Write out the entries below line for line, without the images.

## START Dataset entries

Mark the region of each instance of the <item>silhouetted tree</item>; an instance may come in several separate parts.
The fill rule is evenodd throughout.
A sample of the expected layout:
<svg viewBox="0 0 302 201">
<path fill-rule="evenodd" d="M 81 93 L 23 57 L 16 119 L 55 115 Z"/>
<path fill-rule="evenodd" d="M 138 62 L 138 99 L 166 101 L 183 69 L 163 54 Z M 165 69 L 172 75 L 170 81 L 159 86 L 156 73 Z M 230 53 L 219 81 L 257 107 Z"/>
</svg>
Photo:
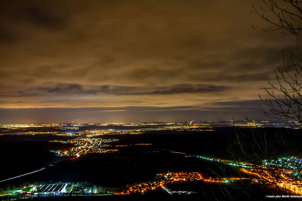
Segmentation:
<svg viewBox="0 0 302 201">
<path fill-rule="evenodd" d="M 272 194 L 301 194 L 302 1 L 263 0 L 263 2 L 260 7 L 253 5 L 252 11 L 270 25 L 260 30 L 280 30 L 284 37 L 293 35 L 296 38 L 293 43 L 295 42 L 297 48 L 295 51 L 284 53 L 283 60 L 280 58 L 282 62 L 275 71 L 276 80 L 269 81 L 269 87 L 265 88 L 268 97 L 260 97 L 264 104 L 260 106 L 260 110 L 268 116 L 283 121 L 290 129 L 280 128 L 271 135 L 255 129 L 247 134 L 235 128 L 235 134 L 229 151 L 239 166 L 242 161 L 248 163 L 252 168 L 241 169 L 246 172 L 253 172 L 255 176 L 258 176 L 262 187 Z M 258 27 L 253 27 L 259 30 Z M 294 162 L 297 164 L 292 164 L 293 161 L 297 161 Z M 230 176 L 224 165 L 220 164 L 219 167 L 224 173 L 223 176 Z M 239 192 L 236 198 L 251 199 L 253 189 L 248 181 L 242 179 L 241 182 L 234 183 L 231 186 Z M 226 198 L 231 199 L 235 198 L 223 185 L 222 190 Z"/>
</svg>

## END Dataset entries

Solved exercise
Mark the region of each instance of the <item>silhouetted tree</item>; an instance may come in several separate parts.
The fill rule is evenodd throughout.
A sample of the expected layout:
<svg viewBox="0 0 302 201">
<path fill-rule="evenodd" d="M 81 93 L 23 57 L 16 119 L 55 115 Z"/>
<path fill-rule="evenodd" d="M 138 62 L 138 99 L 166 101 L 183 69 L 163 54 Z M 165 69 L 172 75 L 170 81 L 159 86 L 156 73 Z M 230 53 L 219 81 L 257 107 Z"/>
</svg>
Photo:
Segmentation:
<svg viewBox="0 0 302 201">
<path fill-rule="evenodd" d="M 272 194 L 301 194 L 302 1 L 263 0 L 263 2 L 260 7 L 253 5 L 252 11 L 270 25 L 260 30 L 280 30 L 284 37 L 293 35 L 296 38 L 293 43 L 295 42 L 297 48 L 295 51 L 284 53 L 283 60 L 280 58 L 282 62 L 275 71 L 276 80 L 269 81 L 269 87 L 265 88 L 268 97 L 260 97 L 264 104 L 260 106 L 260 110 L 268 116 L 283 121 L 290 129 L 280 128 L 271 135 L 255 129 L 247 134 L 235 128 L 235 134 L 229 151 L 239 166 L 242 161 L 248 163 L 252 168 L 241 169 L 246 172 L 253 172 L 255 176 L 258 176 L 262 187 Z M 258 27 L 253 27 L 259 30 Z M 294 162 L 297 164 L 292 164 L 293 161 L 297 161 Z M 230 176 L 224 165 L 220 164 L 219 167 L 224 173 L 223 176 Z M 239 192 L 236 198 L 251 199 L 253 189 L 248 181 L 242 179 L 241 182 L 234 183 L 231 186 Z M 226 198 L 231 199 L 235 198 L 223 185 L 222 190 Z"/>
</svg>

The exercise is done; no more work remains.